Exercise goal
Repeat the full listing exactly.

################

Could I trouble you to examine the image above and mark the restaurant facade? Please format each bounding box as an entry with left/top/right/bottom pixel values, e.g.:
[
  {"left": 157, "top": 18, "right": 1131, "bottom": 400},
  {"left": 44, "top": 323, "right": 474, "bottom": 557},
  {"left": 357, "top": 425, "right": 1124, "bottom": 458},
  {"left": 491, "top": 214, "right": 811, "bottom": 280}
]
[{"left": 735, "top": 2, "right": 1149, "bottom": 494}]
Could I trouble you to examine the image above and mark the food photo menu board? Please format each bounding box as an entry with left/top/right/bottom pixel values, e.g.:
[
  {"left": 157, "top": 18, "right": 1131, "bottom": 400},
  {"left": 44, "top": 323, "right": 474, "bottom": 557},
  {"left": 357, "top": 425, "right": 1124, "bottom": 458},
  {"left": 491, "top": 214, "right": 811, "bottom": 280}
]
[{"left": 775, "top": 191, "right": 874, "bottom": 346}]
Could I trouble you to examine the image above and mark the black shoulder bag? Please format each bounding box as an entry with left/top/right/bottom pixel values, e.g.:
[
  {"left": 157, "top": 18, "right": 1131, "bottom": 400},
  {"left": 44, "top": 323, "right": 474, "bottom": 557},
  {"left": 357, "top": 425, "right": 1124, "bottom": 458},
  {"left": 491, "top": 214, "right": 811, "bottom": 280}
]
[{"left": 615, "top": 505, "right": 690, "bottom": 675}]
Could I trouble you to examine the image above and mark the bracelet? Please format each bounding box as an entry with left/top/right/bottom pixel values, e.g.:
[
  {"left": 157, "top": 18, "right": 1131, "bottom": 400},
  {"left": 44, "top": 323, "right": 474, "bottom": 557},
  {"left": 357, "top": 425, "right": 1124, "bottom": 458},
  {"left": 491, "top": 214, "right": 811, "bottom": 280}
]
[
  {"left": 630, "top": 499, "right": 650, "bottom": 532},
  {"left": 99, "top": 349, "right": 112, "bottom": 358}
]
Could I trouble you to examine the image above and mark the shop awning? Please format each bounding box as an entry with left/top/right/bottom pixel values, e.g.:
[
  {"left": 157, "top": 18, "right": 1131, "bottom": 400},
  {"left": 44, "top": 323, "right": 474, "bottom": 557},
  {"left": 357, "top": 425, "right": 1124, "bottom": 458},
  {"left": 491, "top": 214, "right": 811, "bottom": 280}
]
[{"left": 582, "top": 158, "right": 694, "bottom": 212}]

################

Solved exercise
Could I trouble you to examine the image above and mark the restaurant facade? Please format each bounding box as an entry with left/top/right/bottom pixel values, e.g.:
[
  {"left": 157, "top": 18, "right": 1131, "bottom": 400},
  {"left": 44, "top": 323, "right": 474, "bottom": 557},
  {"left": 357, "top": 425, "right": 1124, "bottom": 458},
  {"left": 491, "top": 214, "right": 811, "bottom": 280}
]
[{"left": 735, "top": 2, "right": 1149, "bottom": 494}]
Could I trouble you to examine the image above and mark the food photo menu board? Please format each bounding box as an entry with left/top/right/bottom pixel values, e.g.:
[
  {"left": 157, "top": 18, "right": 1131, "bottom": 400},
  {"left": 44, "top": 323, "right": 474, "bottom": 557},
  {"left": 357, "top": 425, "right": 1124, "bottom": 458},
  {"left": 491, "top": 214, "right": 811, "bottom": 280}
]
[{"left": 775, "top": 191, "right": 874, "bottom": 346}]
Could I trouble you to examine the image above and mark the black shoulder bag? Please format each bounding box as an entry with left/top/right/bottom pixel values, e.g.:
[
  {"left": 157, "top": 18, "right": 1131, "bottom": 400},
  {"left": 44, "top": 323, "right": 474, "bottom": 557},
  {"left": 357, "top": 425, "right": 1124, "bottom": 458},
  {"left": 491, "top": 214, "right": 811, "bottom": 280}
]
[{"left": 615, "top": 505, "right": 690, "bottom": 675}]
Could I trouble you to examine the image above and mark the bracelet? Please format each bounding box as an entry with left/top/right/bottom pixel values, e.g.:
[
  {"left": 157, "top": 18, "right": 1131, "bottom": 400},
  {"left": 44, "top": 323, "right": 474, "bottom": 557},
  {"left": 357, "top": 425, "right": 1124, "bottom": 458},
  {"left": 491, "top": 214, "right": 811, "bottom": 280}
]
[
  {"left": 630, "top": 499, "right": 650, "bottom": 532},
  {"left": 99, "top": 349, "right": 112, "bottom": 358}
]
Could I trouble you to examine the image above and mark the shop awning? Please format each bounding box as an entry with left/top/right/bottom pixel values, e.g.:
[
  {"left": 157, "top": 18, "right": 1131, "bottom": 400},
  {"left": 44, "top": 323, "right": 474, "bottom": 557},
  {"left": 357, "top": 425, "right": 1124, "bottom": 458},
  {"left": 491, "top": 214, "right": 811, "bottom": 280}
]
[{"left": 582, "top": 158, "right": 694, "bottom": 212}]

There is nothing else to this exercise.